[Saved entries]
====

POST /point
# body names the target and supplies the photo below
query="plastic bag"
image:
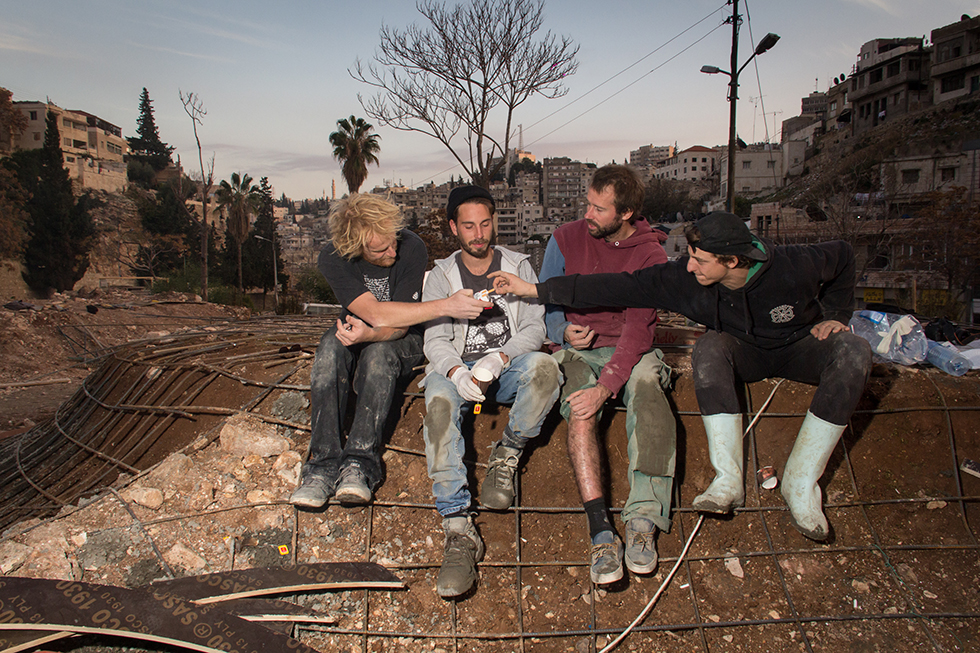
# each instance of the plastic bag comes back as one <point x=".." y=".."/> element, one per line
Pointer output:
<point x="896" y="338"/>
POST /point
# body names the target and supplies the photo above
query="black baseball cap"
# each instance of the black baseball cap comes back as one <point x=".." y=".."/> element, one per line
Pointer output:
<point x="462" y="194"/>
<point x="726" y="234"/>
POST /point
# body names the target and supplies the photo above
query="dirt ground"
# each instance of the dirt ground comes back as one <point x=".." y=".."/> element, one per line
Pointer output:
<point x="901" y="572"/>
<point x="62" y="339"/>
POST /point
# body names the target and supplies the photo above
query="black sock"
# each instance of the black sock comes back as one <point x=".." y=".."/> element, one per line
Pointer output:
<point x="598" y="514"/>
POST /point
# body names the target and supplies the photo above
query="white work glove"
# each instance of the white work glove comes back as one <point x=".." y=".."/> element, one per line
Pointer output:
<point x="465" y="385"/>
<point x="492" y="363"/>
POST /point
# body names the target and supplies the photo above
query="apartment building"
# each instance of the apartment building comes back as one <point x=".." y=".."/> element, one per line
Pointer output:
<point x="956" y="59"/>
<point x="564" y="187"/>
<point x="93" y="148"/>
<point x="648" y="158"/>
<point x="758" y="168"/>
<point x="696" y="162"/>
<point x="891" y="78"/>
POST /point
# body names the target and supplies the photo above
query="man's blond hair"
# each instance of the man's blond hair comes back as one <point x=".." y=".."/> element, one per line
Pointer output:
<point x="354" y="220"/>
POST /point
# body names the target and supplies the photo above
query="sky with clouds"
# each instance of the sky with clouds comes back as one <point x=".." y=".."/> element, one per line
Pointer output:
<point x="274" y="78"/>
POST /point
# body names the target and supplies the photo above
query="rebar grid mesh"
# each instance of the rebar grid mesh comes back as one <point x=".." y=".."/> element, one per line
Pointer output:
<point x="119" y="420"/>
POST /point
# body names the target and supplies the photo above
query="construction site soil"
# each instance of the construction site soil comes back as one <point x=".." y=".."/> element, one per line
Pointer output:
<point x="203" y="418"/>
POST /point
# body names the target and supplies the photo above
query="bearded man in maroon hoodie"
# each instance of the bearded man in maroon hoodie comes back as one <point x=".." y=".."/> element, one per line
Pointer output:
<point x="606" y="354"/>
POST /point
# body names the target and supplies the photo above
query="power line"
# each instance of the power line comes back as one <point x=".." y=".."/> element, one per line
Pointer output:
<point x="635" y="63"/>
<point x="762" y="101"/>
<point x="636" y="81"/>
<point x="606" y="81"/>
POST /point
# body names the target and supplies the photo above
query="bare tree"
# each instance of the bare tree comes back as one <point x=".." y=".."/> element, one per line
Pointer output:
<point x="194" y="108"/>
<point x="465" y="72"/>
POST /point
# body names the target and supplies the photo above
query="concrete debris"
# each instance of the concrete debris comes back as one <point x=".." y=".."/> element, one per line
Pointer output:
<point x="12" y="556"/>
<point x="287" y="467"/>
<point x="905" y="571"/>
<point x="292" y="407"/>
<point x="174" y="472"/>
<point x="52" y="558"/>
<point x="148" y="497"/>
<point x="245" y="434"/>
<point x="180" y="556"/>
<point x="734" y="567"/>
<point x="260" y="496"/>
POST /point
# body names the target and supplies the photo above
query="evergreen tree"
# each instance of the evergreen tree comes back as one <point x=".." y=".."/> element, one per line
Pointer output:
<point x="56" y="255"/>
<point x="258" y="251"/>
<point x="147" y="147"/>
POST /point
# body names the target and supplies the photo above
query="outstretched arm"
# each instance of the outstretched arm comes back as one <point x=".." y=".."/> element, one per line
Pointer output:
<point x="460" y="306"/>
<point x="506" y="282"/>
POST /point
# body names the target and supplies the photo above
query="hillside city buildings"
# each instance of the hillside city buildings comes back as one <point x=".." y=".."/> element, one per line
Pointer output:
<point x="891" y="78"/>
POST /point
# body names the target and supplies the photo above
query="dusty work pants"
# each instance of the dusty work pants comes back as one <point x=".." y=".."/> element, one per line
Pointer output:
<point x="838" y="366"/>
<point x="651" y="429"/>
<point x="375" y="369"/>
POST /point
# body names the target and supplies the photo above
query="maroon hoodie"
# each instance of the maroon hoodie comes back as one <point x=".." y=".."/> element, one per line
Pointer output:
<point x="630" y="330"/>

====

AIM OF THE EXERCISE
For each line in the data that holds "mesh", add one to a count, then report that count alone.

SOLUTION FOR THIS EXERCISE
2